- _Task goal_
Which lines of the data below contain the string "branch"? Show each of those lines in full.

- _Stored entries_
★ ★ ★ ★ ★
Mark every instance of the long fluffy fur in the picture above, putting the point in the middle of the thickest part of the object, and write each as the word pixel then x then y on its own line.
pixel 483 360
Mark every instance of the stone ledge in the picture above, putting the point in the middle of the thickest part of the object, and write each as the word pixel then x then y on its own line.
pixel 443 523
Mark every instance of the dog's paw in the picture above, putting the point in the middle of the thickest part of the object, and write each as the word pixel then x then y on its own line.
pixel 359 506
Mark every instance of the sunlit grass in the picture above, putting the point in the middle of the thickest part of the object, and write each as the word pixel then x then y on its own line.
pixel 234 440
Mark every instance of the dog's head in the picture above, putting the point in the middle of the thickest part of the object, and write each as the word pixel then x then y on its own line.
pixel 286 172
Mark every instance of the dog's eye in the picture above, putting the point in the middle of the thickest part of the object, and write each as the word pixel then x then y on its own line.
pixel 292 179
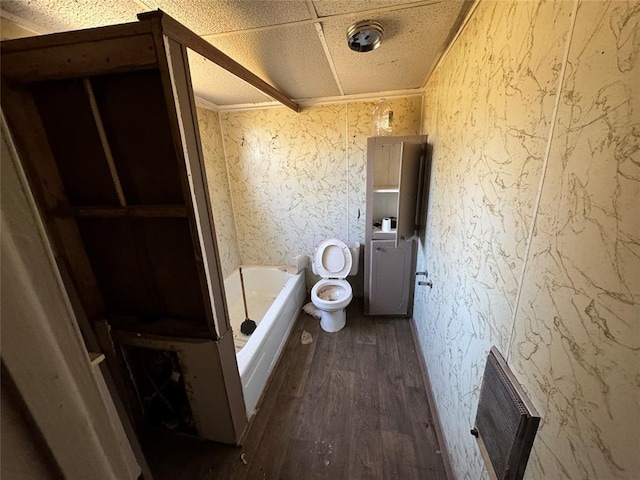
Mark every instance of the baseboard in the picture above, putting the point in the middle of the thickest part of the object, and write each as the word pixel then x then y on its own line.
★ ★ ★ ★ ★
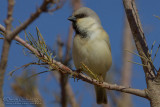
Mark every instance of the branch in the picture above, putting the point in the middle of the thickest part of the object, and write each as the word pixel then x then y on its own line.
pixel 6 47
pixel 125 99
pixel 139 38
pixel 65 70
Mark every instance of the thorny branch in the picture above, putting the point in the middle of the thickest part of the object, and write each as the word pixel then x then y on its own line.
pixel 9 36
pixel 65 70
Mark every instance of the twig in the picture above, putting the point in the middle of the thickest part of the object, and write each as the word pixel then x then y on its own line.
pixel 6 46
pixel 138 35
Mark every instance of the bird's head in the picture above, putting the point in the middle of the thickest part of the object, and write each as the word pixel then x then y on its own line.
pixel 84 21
★ ★ ★ ★ ★
- _Task solution_
Mark every instance of the branch in the picture above, putting the point in the middle of the thickest part of the object, and write each as the word pixel then x then y on its own line.
Mark every instance of the thorny branch in the picture above, putting the point in the middle of the thickest part of the object, and write each as the word pixel then x then y on its own line.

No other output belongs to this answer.